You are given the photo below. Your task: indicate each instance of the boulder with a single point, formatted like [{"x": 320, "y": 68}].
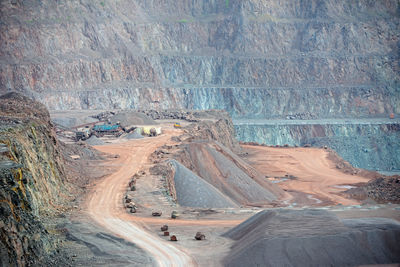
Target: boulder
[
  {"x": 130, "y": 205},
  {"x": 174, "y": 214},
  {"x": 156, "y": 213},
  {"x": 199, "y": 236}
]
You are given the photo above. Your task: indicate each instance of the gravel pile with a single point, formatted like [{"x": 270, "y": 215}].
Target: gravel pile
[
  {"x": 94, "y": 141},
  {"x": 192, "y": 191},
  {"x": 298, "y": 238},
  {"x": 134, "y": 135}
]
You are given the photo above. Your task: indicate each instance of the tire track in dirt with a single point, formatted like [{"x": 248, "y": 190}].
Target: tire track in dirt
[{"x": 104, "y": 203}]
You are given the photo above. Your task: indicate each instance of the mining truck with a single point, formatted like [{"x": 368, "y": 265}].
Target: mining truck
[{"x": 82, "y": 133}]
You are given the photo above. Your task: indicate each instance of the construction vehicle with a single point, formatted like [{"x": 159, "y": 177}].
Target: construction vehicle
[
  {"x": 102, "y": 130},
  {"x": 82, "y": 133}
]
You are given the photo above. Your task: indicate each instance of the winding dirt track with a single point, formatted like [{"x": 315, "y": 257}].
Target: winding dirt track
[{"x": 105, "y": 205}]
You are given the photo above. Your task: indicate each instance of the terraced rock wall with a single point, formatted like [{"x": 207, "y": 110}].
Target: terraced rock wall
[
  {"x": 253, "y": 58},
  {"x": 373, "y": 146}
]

* * *

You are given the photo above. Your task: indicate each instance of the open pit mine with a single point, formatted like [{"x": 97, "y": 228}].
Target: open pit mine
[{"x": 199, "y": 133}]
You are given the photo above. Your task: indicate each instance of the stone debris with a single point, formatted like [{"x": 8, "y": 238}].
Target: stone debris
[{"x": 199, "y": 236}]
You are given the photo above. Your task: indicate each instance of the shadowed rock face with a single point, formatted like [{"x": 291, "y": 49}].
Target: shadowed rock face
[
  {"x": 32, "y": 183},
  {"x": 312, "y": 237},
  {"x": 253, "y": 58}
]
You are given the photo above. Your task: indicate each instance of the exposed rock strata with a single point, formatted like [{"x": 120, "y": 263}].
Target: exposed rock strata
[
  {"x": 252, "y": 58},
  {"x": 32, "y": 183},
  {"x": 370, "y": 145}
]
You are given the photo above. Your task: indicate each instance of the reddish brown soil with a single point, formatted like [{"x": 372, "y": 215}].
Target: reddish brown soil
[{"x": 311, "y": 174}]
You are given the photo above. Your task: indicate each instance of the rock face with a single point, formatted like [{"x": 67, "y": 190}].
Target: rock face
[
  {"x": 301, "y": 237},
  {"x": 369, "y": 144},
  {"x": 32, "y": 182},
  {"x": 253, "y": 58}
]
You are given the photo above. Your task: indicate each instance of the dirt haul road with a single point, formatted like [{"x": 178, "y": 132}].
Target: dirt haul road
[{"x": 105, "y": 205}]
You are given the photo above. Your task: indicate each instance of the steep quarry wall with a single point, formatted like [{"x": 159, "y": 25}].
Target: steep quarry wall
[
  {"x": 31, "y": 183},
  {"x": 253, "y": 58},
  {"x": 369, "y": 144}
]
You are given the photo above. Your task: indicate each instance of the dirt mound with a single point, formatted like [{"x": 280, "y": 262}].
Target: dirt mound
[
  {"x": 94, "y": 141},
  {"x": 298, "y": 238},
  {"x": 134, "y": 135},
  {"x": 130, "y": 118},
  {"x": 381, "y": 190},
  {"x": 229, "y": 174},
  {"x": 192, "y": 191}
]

■ Task brief ■
Count the lines in the items above that contain the string "shadowed", and give only that number.

■ Reply to the task ■
2